> Given information:

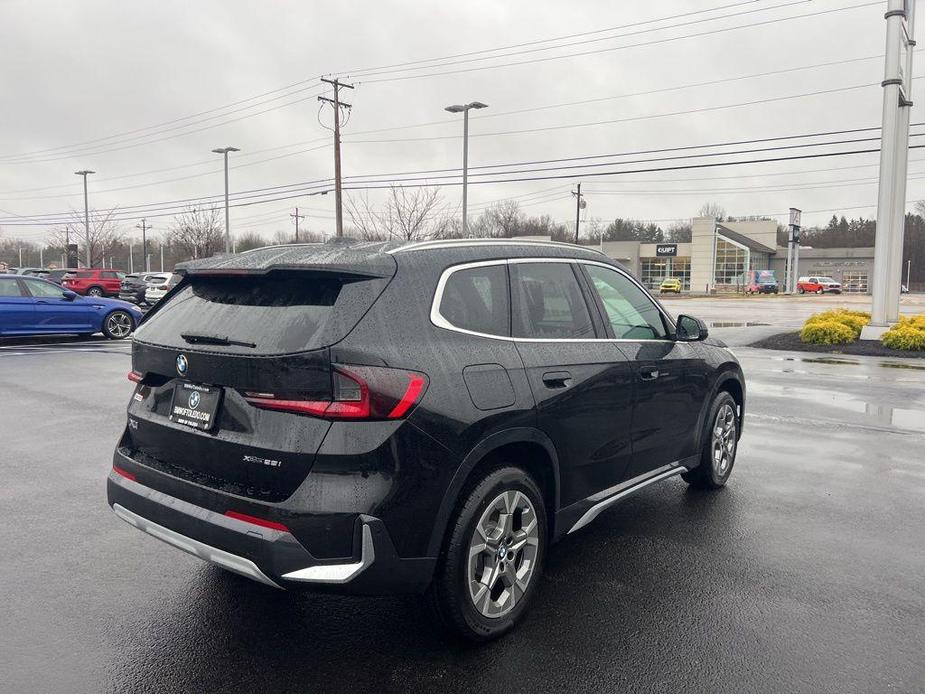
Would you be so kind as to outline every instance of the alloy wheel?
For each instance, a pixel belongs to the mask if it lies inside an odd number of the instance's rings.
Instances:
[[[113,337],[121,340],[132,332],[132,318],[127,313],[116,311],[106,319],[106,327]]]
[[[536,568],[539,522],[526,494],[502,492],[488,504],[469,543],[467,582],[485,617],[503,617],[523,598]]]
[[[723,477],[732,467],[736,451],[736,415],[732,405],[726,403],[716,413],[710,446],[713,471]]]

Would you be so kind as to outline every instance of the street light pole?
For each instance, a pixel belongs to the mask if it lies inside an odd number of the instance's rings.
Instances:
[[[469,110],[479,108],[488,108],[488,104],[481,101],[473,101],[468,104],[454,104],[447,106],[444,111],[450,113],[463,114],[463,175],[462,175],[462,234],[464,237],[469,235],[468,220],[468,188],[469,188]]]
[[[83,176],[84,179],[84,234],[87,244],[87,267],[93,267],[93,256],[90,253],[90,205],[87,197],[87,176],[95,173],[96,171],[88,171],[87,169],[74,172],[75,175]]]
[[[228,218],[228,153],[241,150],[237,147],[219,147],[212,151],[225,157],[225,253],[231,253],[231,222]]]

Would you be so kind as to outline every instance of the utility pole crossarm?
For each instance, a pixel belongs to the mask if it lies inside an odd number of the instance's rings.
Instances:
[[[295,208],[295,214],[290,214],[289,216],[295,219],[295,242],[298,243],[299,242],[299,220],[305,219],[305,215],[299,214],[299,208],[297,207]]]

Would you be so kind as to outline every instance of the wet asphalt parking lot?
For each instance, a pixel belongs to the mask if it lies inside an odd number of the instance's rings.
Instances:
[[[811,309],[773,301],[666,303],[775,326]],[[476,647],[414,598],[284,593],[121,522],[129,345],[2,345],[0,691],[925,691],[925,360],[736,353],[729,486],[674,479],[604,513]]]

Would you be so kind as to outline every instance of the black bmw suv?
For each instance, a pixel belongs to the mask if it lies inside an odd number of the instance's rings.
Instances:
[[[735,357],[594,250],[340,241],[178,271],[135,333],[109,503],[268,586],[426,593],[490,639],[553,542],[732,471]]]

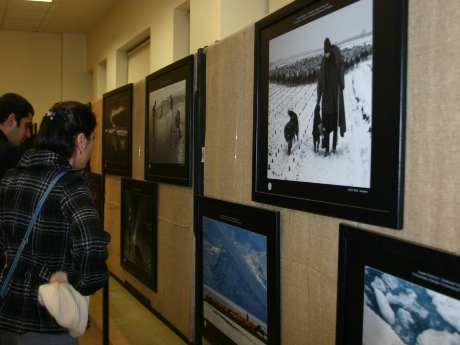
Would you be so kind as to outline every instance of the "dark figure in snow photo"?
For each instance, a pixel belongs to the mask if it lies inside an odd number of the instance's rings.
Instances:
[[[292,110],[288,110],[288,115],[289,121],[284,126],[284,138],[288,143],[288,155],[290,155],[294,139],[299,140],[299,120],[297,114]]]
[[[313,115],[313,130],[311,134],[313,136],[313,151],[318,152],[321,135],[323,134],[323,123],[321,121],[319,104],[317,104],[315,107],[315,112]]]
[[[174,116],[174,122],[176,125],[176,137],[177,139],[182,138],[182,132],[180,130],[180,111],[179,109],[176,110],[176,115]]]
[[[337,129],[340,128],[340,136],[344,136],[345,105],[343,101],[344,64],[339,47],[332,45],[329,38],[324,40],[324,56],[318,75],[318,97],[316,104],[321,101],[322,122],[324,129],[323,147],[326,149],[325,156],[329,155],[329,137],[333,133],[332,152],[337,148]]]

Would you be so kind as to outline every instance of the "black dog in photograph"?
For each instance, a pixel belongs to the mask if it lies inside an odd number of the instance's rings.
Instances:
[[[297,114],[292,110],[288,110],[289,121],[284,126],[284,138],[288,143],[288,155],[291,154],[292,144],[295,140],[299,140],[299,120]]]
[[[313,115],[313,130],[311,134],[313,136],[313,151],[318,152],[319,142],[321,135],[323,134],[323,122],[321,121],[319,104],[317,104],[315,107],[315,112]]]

==

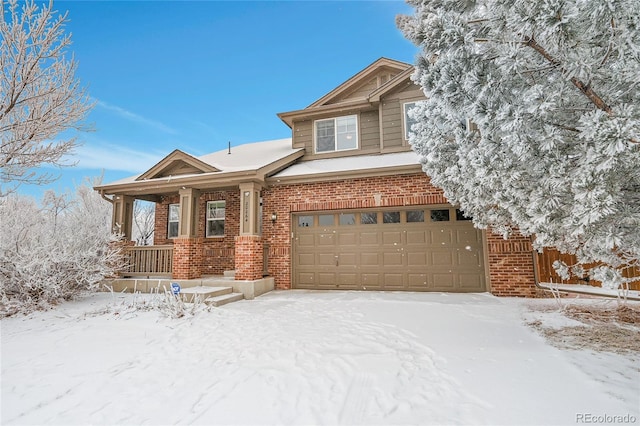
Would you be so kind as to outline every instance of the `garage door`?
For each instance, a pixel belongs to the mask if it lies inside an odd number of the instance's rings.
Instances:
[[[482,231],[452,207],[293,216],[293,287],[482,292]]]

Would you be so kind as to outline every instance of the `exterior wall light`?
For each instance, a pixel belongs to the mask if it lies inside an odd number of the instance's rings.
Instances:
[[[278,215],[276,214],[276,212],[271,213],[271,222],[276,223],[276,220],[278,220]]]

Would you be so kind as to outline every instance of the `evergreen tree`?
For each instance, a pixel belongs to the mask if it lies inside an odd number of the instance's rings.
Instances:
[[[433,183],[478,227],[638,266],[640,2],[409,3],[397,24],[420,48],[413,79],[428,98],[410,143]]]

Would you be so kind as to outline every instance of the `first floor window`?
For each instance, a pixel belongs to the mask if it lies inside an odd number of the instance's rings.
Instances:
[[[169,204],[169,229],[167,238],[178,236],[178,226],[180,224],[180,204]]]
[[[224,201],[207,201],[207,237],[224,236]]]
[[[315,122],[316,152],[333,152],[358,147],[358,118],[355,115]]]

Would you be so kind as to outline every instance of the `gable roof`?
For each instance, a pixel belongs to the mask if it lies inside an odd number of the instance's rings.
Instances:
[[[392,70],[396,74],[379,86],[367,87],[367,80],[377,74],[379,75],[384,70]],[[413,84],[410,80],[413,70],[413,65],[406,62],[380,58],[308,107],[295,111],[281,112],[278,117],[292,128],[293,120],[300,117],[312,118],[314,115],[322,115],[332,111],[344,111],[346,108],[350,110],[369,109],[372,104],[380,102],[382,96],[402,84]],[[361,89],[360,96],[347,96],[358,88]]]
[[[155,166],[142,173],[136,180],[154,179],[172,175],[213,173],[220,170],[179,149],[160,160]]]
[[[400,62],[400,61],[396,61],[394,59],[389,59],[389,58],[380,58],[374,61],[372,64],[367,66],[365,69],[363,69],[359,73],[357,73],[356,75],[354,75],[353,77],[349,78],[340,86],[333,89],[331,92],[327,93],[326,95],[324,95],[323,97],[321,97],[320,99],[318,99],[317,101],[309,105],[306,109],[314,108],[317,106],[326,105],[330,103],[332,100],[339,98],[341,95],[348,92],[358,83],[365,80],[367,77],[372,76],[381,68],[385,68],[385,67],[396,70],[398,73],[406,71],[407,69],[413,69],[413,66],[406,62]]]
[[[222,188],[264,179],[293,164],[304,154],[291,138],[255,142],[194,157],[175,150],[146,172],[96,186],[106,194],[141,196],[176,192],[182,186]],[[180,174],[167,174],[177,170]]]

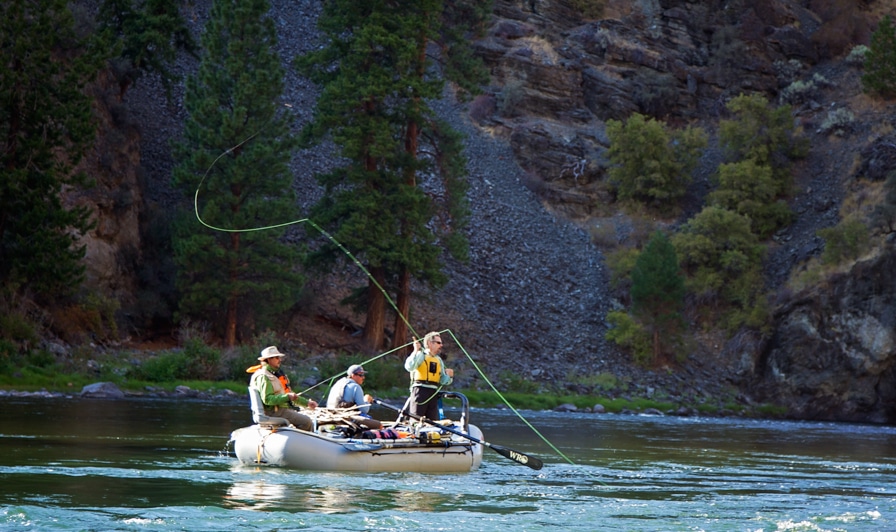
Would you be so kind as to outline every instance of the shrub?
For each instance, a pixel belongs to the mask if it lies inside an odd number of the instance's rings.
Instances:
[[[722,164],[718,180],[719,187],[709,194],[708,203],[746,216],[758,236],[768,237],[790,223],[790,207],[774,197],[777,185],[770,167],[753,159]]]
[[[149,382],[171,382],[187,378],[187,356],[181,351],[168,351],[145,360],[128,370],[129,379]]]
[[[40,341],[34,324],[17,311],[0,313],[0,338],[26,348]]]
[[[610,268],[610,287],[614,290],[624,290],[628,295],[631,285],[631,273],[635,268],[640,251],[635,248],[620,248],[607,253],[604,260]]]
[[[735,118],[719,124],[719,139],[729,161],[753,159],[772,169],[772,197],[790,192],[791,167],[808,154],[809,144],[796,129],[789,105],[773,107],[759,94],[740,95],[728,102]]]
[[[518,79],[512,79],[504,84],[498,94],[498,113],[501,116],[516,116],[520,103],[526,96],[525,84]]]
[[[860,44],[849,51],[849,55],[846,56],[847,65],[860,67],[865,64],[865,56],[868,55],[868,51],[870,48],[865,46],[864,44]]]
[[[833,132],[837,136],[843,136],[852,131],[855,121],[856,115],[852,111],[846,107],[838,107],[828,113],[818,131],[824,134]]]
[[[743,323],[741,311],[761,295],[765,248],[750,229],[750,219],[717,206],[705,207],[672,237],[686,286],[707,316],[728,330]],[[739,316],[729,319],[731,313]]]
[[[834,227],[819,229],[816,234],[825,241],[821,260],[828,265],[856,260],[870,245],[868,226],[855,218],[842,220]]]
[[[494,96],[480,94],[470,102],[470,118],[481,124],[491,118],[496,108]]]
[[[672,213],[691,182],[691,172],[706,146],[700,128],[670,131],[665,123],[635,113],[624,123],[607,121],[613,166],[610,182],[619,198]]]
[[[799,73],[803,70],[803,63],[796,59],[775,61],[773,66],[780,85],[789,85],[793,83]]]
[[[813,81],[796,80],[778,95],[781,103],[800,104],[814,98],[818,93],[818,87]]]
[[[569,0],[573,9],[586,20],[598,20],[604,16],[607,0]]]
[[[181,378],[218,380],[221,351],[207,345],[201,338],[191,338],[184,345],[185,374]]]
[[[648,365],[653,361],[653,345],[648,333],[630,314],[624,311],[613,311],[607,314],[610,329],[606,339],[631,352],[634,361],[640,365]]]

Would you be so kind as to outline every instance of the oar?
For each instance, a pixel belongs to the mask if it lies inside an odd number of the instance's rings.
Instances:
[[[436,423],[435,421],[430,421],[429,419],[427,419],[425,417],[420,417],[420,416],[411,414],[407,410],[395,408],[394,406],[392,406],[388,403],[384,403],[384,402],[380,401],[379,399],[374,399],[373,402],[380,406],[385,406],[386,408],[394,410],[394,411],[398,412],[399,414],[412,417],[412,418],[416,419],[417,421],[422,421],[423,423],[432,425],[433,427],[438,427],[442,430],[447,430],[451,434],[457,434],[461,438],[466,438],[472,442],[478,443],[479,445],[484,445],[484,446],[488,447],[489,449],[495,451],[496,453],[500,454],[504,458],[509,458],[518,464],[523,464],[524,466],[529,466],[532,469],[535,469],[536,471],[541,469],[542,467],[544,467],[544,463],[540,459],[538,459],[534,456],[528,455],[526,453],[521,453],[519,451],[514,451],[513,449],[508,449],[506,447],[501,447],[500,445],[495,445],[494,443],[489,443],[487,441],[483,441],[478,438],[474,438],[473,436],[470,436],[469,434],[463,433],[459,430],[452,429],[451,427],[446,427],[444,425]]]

* * *

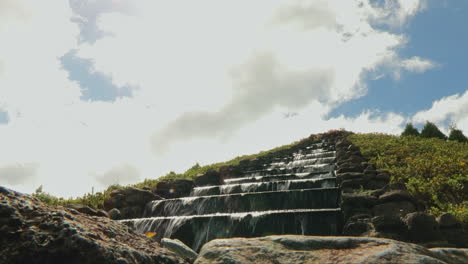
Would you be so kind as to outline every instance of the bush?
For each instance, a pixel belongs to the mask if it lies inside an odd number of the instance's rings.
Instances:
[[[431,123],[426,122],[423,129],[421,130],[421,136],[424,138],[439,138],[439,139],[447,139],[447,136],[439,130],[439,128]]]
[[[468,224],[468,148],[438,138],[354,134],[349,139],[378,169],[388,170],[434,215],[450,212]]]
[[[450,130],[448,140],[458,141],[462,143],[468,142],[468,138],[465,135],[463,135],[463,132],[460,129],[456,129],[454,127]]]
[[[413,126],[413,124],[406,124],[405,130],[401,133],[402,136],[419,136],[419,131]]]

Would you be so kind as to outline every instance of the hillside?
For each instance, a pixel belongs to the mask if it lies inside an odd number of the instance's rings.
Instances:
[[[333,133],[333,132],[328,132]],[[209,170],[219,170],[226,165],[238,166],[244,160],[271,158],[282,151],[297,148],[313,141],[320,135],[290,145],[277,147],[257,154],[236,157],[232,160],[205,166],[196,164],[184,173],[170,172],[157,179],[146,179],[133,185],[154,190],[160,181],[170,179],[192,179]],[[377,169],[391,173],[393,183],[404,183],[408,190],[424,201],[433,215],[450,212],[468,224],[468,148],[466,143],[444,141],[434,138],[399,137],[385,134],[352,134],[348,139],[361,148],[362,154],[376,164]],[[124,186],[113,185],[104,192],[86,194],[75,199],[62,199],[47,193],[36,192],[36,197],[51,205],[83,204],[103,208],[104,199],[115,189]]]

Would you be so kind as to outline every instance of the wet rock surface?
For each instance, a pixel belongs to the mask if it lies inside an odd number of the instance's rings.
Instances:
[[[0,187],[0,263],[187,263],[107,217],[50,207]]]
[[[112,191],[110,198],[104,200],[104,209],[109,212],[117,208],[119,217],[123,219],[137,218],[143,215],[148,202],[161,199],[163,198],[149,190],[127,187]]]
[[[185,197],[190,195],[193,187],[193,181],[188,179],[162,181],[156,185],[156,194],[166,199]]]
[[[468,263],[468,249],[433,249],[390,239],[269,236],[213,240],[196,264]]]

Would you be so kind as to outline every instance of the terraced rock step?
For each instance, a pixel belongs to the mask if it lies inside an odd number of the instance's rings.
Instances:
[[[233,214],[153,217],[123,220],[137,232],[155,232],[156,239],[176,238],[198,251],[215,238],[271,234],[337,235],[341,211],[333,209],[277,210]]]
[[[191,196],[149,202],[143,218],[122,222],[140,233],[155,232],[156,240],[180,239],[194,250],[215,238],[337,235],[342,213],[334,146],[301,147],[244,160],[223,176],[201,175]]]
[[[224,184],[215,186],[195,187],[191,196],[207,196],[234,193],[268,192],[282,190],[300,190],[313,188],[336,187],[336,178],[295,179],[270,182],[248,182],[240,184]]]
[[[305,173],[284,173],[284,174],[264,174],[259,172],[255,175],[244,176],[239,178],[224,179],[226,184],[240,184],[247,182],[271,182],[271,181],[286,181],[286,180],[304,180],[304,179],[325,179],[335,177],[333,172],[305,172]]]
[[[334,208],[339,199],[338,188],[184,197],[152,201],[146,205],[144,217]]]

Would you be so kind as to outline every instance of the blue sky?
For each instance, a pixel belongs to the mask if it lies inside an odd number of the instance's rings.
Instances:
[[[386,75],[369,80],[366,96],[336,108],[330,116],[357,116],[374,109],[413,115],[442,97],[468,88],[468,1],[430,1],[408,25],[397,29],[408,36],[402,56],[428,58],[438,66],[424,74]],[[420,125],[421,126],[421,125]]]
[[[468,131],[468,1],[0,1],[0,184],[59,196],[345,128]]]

> Problem:
Across all the entries above, how many lines have the word "black" in them? Only the number, please.

> Finished exercise:
2